**Challenge:** Copy out the data below, swapping every "detection box" for "bounding box" and changing nothing else.

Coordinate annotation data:
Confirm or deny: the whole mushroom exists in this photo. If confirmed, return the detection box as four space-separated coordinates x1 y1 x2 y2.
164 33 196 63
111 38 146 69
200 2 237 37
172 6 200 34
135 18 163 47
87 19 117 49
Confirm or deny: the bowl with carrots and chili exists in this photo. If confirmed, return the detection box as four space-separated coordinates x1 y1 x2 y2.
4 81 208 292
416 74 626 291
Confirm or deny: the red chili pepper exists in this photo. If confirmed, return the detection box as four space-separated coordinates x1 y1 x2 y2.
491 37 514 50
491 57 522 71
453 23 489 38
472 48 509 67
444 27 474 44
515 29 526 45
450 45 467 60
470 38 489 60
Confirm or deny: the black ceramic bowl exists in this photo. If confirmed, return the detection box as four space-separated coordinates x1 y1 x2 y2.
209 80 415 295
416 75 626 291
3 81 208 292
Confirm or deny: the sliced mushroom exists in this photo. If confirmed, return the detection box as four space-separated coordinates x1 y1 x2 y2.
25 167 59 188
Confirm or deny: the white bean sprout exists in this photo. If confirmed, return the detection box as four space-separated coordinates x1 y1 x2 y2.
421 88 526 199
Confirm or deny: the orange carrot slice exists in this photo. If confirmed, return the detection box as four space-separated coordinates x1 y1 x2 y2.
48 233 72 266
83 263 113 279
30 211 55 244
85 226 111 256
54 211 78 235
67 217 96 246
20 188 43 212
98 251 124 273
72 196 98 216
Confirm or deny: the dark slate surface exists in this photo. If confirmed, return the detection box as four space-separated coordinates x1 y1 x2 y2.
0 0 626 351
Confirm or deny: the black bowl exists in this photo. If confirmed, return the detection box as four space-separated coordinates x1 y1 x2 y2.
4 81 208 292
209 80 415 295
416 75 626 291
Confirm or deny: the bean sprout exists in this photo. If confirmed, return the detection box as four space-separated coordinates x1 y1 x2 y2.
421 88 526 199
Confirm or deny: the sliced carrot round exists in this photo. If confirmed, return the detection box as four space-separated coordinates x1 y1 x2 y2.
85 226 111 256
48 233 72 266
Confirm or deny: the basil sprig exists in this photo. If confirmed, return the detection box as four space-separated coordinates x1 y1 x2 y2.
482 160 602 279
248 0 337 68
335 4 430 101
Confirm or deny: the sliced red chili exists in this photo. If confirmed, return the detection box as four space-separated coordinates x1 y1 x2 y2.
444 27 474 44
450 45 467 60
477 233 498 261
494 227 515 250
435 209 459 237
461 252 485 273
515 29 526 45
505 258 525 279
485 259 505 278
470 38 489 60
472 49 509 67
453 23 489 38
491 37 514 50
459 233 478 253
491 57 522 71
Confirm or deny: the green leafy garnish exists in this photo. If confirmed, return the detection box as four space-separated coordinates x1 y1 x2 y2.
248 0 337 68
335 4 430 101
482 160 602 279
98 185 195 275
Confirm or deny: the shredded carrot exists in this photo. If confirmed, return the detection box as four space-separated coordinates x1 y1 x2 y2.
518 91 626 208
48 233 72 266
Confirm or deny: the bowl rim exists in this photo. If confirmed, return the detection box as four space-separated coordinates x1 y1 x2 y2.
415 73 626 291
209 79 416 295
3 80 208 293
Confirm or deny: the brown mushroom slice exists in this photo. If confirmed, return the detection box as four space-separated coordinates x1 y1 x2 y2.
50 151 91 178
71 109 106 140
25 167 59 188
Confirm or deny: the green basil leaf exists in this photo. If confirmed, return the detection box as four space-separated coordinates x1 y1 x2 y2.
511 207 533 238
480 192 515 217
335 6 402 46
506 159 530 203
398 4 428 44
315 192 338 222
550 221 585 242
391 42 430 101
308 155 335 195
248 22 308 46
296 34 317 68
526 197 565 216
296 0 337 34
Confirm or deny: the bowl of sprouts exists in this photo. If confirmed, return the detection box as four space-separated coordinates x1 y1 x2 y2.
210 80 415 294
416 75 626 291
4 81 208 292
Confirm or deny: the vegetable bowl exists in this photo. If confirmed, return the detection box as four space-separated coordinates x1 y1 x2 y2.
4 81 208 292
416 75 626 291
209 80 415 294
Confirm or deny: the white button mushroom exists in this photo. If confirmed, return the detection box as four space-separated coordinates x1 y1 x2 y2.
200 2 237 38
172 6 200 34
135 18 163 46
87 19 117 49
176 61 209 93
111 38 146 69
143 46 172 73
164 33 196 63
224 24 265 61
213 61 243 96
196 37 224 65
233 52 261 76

**Output:**
Confirm or deny: the whole mushroom exists in this photo. If confirmed, return the bounding box as four space-separated coordinates x1 y1 x2 y2.
164 33 196 63
111 38 146 69
200 2 237 37
172 6 200 34
135 18 163 47
87 19 117 49
Confirm or deny: the bowl with carrots and chili exists in this photo. If confirmed, return the bounding box as four space-separated coordinates x1 y1 x2 y2.
4 81 208 292
416 74 626 291
Confirm or deny: the red chili pepper exists in this photo. If confirmed, return the bounding box as four space-separated coordinates x1 y1 x2 y2.
491 37 514 50
491 57 522 71
453 23 489 38
472 48 509 67
444 27 474 44
515 29 526 45
450 45 467 60
470 38 489 60
Confirm or deny: the black ceramic bowl exists in this photo. If confirmed, return the bounding box as four space-separated coordinates x1 y1 x2 y2.
209 80 415 295
416 75 626 291
3 81 208 292
Confirm or deny: the sliced mushroom exists in this photo. If confirmed, return the bounding box as four space-separated coordinates x1 y1 x2 y2.
25 167 59 188
Confirm or deny: the white bean sprout exists in this photo. If confirmed, return the bounding box as four space-separated coordinates x1 y1 x2 y2.
421 88 526 199
Confirm or deny: the orange carrot slice exists in this photo. If confirmed, return the bounding box as four space-separated coordinates x1 y1 x2 y2.
48 233 72 266
83 263 113 279
30 211 55 244
85 226 111 256
54 211 78 235
67 217 96 246
20 188 43 212
98 251 124 273
72 196 98 216
Confirm or deny: the dark slate surface exists in this photo. If confirmed, return the bounding box as four space-separated coordinates x1 y1 x2 y2.
0 0 626 351
Confirm or deny: the black bowl exists in this photo. If confirmed, return the bounding box as four space-separated coordinates x1 y1 x2 y2.
4 81 208 292
209 80 415 295
416 75 626 291
Confirm or deny: the bean sprout exists in this photo. If confirmed, return the bounding box as four space-separated coordinates x1 y1 x2 y2.
421 88 526 199
Confirm or deny: the sliced carrot round exists in this photo. If confirmed, return the bounding box as four space-separated coordinates x1 y1 x2 y2.
85 226 111 256
48 233 72 266
Confirm or deny: the basil sprig exists in this photo. If confirmed, return the bounding box as four space-separated coordinates x1 y1 x2 y2.
482 160 602 279
248 0 337 68
335 4 430 101
Confirm or deny: the sliced red chili exists in this photo. If confirmed, return the bounding box as four space-separated coordinates x1 y1 x2 y2.
444 27 474 44
450 45 467 60
477 233 498 261
494 227 515 250
435 209 459 237
461 252 485 273
515 29 526 45
505 258 525 279
485 259 505 278
470 38 489 60
472 49 509 67
453 23 489 38
491 37 514 50
459 233 478 253
491 57 522 71
Confirm or deny: the green leafy garnish exists in this photo. If confirmed, return the bounding box as four space-separated coordinates x1 y1 x2 y2.
248 0 337 68
335 4 430 101
482 160 602 279
98 185 195 275
Confirm or deny: the shredded carrot exists in this photo. If confirmed, return the bounding box as four space-separated coordinates x1 y1 x2 y2.
518 91 626 208
48 233 72 266
Confirm or deny: the bowl rim exists in this photo. If confirmed, return the bounding box as four space-separated coordinates x1 y1 x2 y2.
415 73 626 291
209 79 416 295
3 80 208 293
Confirm or deny: the brown mushroom slice exists in this photo. If confirmed, return the bounding box as four space-separated coordinates x1 y1 x2 y2.
50 151 91 178
71 109 106 140
25 167 59 188
Confirm or deny: the green basil leaf exists in this photo. If confirmed, return the bounding box as four space-separated coordinates x1 y1 x2 y2.
511 207 533 238
480 192 515 217
335 6 402 46
506 159 530 203
398 4 428 44
315 192 338 222
550 221 585 242
391 42 430 101
308 155 335 195
248 22 308 46
296 34 317 68
526 197 565 216
296 0 337 34
Confirm or deny: the bowl of sprouts exists in this photo. If confirmed, return the bounding box as four space-separated coordinates x1 y1 x2 y2.
210 80 415 294
416 75 626 291
4 81 208 292
Confirm or deny: the vegetable bowl exists in this photo. If confirmed, return the bounding box as four space-separated coordinates x1 y1 x2 y2.
4 81 208 292
416 75 626 291
209 80 415 294
Confirm or deny: the white button mushroom exists in this photo. If confirmed, return the bounding box as four space-separated coordinates x1 y1 x2 y2.
200 2 237 38
172 6 200 34
135 18 163 46
87 19 117 49
176 61 209 93
111 38 146 69
143 46 172 73
164 33 196 63
224 24 265 61
213 61 243 96
196 37 224 65
233 52 261 76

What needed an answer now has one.